TASK GOAL: Copy out the listing exactly.

Point annotation records:
+ + + + +

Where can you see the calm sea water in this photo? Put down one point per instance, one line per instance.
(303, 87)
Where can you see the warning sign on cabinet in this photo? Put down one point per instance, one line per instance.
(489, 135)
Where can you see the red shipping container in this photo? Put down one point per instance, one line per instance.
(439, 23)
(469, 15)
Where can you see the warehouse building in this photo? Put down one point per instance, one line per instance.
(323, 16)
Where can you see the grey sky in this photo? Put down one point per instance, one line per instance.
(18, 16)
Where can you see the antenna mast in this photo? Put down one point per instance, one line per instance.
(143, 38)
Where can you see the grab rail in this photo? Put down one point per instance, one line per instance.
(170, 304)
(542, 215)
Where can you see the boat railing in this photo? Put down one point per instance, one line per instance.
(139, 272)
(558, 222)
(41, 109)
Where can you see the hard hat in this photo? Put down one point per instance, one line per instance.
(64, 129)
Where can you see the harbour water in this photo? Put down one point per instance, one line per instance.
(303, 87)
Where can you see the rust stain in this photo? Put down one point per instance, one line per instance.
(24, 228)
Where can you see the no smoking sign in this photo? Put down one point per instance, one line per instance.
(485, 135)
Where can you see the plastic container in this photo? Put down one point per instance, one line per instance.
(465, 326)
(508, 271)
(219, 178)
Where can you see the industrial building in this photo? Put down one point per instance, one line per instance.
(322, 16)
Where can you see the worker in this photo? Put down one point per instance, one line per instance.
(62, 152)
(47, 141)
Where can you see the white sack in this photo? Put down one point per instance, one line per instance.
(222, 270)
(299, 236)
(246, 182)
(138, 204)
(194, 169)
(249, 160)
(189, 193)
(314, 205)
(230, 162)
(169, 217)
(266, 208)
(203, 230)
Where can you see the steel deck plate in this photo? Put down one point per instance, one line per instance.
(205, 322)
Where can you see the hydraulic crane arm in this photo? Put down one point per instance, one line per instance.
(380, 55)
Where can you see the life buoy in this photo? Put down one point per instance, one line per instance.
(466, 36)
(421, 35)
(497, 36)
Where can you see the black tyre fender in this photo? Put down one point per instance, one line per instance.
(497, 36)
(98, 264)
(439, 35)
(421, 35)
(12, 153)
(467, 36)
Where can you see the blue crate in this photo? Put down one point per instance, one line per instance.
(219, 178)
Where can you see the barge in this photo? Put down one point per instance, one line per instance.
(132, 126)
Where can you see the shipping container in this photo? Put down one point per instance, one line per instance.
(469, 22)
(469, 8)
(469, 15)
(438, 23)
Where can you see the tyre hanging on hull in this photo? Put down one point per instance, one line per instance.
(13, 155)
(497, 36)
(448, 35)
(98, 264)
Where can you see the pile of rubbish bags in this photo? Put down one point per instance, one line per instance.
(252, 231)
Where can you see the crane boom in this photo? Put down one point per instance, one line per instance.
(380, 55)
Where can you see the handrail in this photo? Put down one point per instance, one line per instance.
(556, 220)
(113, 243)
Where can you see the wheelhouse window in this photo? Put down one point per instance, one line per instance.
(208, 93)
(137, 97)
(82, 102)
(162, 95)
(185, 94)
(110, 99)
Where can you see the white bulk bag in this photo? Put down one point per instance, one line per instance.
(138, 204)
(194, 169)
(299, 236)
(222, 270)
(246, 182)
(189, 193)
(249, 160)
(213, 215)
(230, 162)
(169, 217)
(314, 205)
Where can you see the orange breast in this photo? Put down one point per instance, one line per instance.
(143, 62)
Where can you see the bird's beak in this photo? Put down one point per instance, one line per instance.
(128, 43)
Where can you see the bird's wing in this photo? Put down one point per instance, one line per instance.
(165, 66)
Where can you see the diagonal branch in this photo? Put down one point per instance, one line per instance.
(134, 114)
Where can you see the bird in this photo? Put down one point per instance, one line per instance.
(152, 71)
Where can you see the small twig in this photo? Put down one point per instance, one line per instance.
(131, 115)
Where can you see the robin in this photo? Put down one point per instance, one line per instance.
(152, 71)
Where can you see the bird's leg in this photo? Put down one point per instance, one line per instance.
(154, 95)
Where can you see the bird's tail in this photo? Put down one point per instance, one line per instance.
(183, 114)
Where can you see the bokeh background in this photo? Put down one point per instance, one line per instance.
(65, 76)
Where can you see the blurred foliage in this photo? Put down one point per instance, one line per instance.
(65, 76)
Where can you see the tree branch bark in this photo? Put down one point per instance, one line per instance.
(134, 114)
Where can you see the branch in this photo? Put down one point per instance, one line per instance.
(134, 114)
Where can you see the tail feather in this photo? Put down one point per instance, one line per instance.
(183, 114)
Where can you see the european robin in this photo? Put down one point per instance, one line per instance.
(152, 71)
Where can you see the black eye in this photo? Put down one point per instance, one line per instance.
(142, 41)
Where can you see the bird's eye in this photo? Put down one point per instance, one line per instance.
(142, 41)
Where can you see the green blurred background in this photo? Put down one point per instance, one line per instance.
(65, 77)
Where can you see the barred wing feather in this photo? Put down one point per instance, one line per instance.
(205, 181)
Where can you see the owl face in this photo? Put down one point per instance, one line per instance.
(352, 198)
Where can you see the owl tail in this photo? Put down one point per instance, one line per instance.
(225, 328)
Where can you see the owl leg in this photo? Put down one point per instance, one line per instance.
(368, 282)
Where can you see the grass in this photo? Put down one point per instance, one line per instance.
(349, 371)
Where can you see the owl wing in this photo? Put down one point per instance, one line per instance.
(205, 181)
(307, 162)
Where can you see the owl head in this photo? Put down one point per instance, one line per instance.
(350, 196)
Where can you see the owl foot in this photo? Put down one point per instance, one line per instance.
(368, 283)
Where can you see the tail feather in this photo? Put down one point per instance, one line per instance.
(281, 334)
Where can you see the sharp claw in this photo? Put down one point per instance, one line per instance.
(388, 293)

+ + + + +

OUTPUT FOR THIS TASK:
Where can you see the calm sea water in this photo? Put down one point per instance, one line per instance.
(303, 87)
Where can you see the warning sign on cabinet in this photo? Put down one point per instance, one line per instance.
(489, 135)
Where can you see the red shipping container in this photo? Put down one point per instance, one line per instance.
(439, 23)
(469, 15)
Where can you see the warehouse building in this photo? Put down one point per instance, one line per instance.
(323, 16)
Where can you see the grey sky in this photo? Put down one point per instance, one line per instance.
(18, 16)
Where can you see the antenna mast in this photo? Put down one point per instance, one line per instance.
(143, 38)
Where can you see the grab rail in this photo? Put down one point per instance, one line per instance.
(170, 304)
(542, 215)
Where can you see the boat railing in this photo? Put down one point per instance, one line per instance.
(139, 272)
(558, 222)
(41, 109)
Where can you see the hard hat in this photo? Put down one point per instance, one line per instance.
(64, 129)
Where can you see the harbour water in this photo? Put down one point per instance, one line per instance.
(303, 87)
Where can you see the rust stain in this photo? Put down one point per instance, one line per instance.
(24, 228)
Where can you see the no smoking sign in this photo? Put down one point per instance, one line per instance.
(485, 135)
Where can you see the plastic container in this photo? Put down one point per instance, one line per instance.
(465, 326)
(508, 271)
(219, 178)
Where can you see the industrial building in this photo? Put down one point per instance, one line per instance.
(322, 16)
Where can you see the worker in this photo? Put down one point per instance, one line per instance.
(62, 152)
(47, 141)
Where can you see the white sack in this photo? Put down one point per instance, one line per instance.
(222, 270)
(299, 236)
(246, 182)
(138, 204)
(194, 169)
(249, 160)
(189, 193)
(314, 205)
(230, 162)
(169, 217)
(266, 208)
(203, 230)
Where can you see the steel deck plate in this photo? Put down one point per instance, one line per instance.
(205, 322)
Where can you see the hydraulic crane arm in this photo? Put down one point per instance, one line per instance.
(380, 55)
Where can you see the life buoy in this photo? Put down one point per instance, one line per instance.
(466, 36)
(421, 35)
(497, 36)
Where can you see the black tyre fender in this photo? Put down one point per instance, one line per instance.
(497, 36)
(98, 264)
(439, 35)
(421, 35)
(12, 153)
(467, 36)
Where can you see the blue crate in this photo? Put down one point per instance, one line per instance.
(219, 178)
Where can you see the barge in this photo? Put down one point per instance, one line per instance.
(132, 126)
Where can you see the shipping container in this photo? Put down one point per instance, one line per instance.
(469, 22)
(469, 8)
(469, 15)
(438, 23)
Where can you see the tyre hanging on hull in this photo? Put down one point per instance, one line per instance.
(13, 155)
(497, 36)
(448, 35)
(98, 264)
Where can you see the pile of rubbish bags in this photo? Put down one point per instance, one line per instance.
(252, 231)
Where can you see the crane boom in this photo? Put down one point per instance, one line per instance.
(380, 55)
Where can you see the handrail in this photo? Put down one point per instance, one line per instance.
(556, 220)
(113, 243)
Where can you see the wheelhouse window in this photo? Put down one point per instance, one line per instance.
(208, 93)
(137, 97)
(82, 102)
(162, 95)
(185, 94)
(110, 99)
Where can you see the white bulk bag in this photo? Put down one point per instance, one line per instance.
(138, 204)
(194, 169)
(299, 236)
(222, 270)
(246, 182)
(189, 193)
(249, 160)
(213, 215)
(230, 162)
(169, 217)
(314, 205)
Where can you see the orange breast in this photo? Put down one point per instance, one line per instance.
(143, 62)
Where can you see the bird's beak in this photo? Put down one point per instance, one line per instance.
(128, 43)
Where can you see the bird's wing in this photo? Put down one point per instance, one line per instance.
(165, 66)
Where can you see the diagonal branch in this photo? Put down one point per instance, one line per instance.
(134, 114)
Where can you see the bird in this photo? Put down one point per instance, one line per instance.
(152, 71)
Where can you see the small twig in this photo? Put down one point per instance, one line per instance.
(131, 115)
Where can you see the robin in this photo? Put down one point per instance, one line per instance.
(152, 71)
Where can you see the bird's leg in this photo? Put down one point per instance, one line per instance.
(154, 95)
Where can you see the bird's tail in this photo? Put down one point per instance, one line per instance.
(183, 114)
Where can you see the bokeh background in this photo? Put down one point per instance, one line per instance.
(65, 76)
Where can you see the blurred foliage in this photo? Put down one point per instance, one line per instance.
(65, 76)
Where can you see the tree branch bark in this photo? Put down one point per instance, one line per instance.
(134, 114)
Where can you see the branch in this photo? Put down one point per instance, one line per instance.
(134, 114)
Where can you see the tail feather in this photo? Put down one point per instance, one line per instance.
(183, 114)
Where can you see the european robin in this photo? Put down one point per instance, one line per instance.
(152, 71)
Where can you see the black eye in this photo? Put down one point per instance, one line per instance.
(142, 41)
Where can you see the bird's eye in this photo? Put down one point per instance, one line per instance.
(142, 41)
Where can you see the green blurred background in this photo? Put down one point per instance, one line per instance.
(65, 77)
Where can you see the barred wing feather in this photo? Put down one point per instance, one line per instance.
(205, 181)
Where can you see the owl face in this photo? Put down one point per instance, one line per instance.
(352, 198)
Where can you see the owl tail in this photo? Put down one point per instance, one line per instance.
(225, 328)
Where can you see the owl leg in this photo? Put down one point per instance, one line per instance.
(368, 282)
Where can you see the grass in this photo? Put down one point per instance, one line per instance.
(349, 371)
Where can you see the owl wing in this photo? Put down one point per instance, one line per instance.
(205, 181)
(307, 162)
Where can you see the owl head in this photo? Put down one point per instance, one line per instance.
(350, 196)
Where can you see the owl foot in this photo? Put down one point per instance, one line per instance.
(368, 283)
Where can you see the tail feather in this photo? Put down one point per instance, one line per instance.
(281, 334)
Where can you see the sharp claw in this photo? Put down one point per instance, one line per instance.
(388, 293)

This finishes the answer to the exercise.